# [PAGE]
Ag Missions’ Honduras Delegation Journal Part VI:
Written by Stephen Bartlett,
Testimonies of OFRANEH leaders transcribed by Steve Pavey;
Live interpretation from Spanish by Stephen Bartlett.
Access to the sea is vital for Garifuna culture and economy. Photo by Steve Pavey
There is a complicated and challenging correlation of political forces impacting the Garifuna struggle, including the blow to democratic process of the 2009 Coup D’Etat and illegitimately and fraudulently elected coup-successor regimes, the extreme wealth and power of a tiny Honduran elite, the U.S. government support for this elite and its police and military forces, as well as deepening neoliberal policies and deregulation applied across Honduras. There is also the reality and threat of more out-migration of Garifuna from rural communities and villages to cities, including the humanitarian immigrant crisis of Hondurans fleeing to the United States.

# [MATERIAL SUPPLIED]
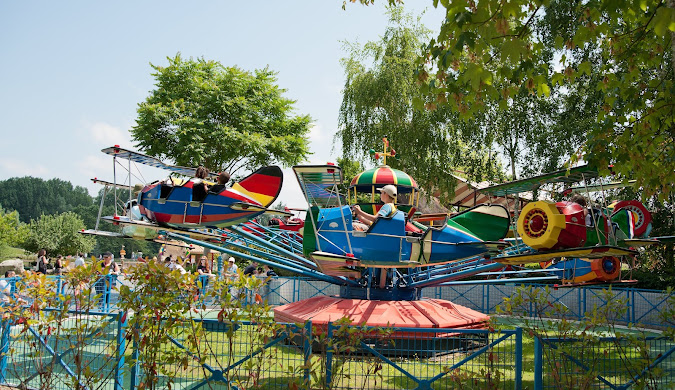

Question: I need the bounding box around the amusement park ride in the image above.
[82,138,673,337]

* * *

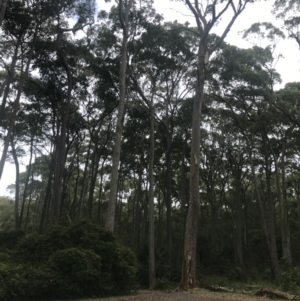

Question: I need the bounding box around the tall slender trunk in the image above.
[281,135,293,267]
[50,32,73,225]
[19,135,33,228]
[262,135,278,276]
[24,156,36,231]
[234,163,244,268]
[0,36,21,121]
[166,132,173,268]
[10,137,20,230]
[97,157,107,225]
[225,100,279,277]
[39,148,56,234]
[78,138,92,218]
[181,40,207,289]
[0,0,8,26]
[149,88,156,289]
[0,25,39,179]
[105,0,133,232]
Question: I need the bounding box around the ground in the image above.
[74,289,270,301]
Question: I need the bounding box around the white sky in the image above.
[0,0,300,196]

---

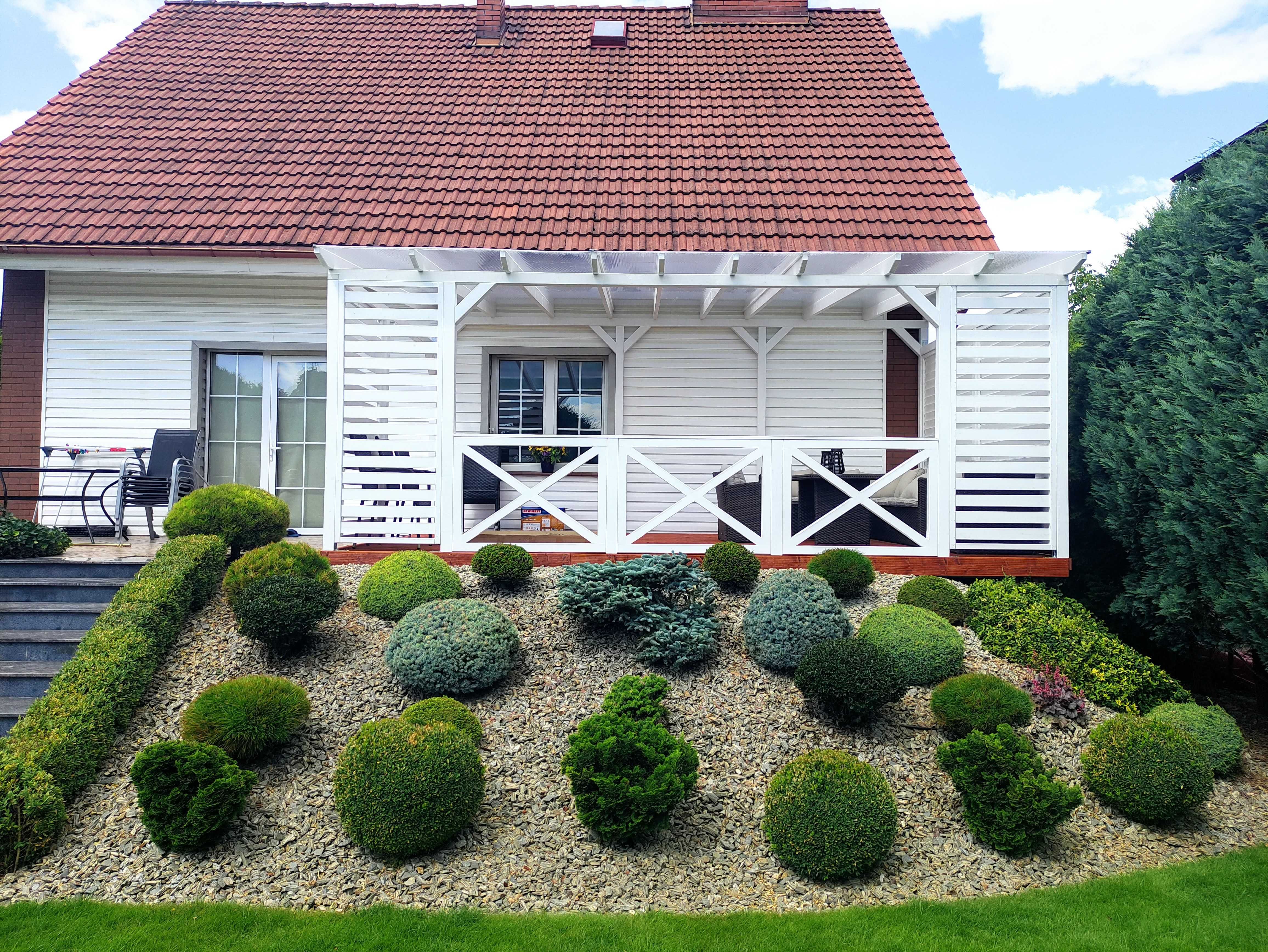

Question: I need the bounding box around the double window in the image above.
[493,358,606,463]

# [REQUIRED ACTIONS]
a: Answer these questions using the delegation journal:
(i) Who transcribed the testimonies of OFRANEH leaders?
(ii) According to the photo caption, access to what is vital for Garifuna culture and economy?
(iii) In what year did the Coup D'Etat named as a blow to democratic process take place?
b: Pull out the passage of the delegation journal that runs from "Ag Missions’ Honduras" up to and including "by Stephen Bartlett.", copying it word for word.

# [REPLIES]
a:
(i) Steve Pavey
(ii) The sea
(iii) 2009

b:
Ag Missions’ Honduras Delegation Journal Part VI:
Written by Stephen Bartlett,
Testimonies of OFRANEH leaders transcribed by Steve Pavey;
Live interpretation from Spanish by Stephen Bartlett.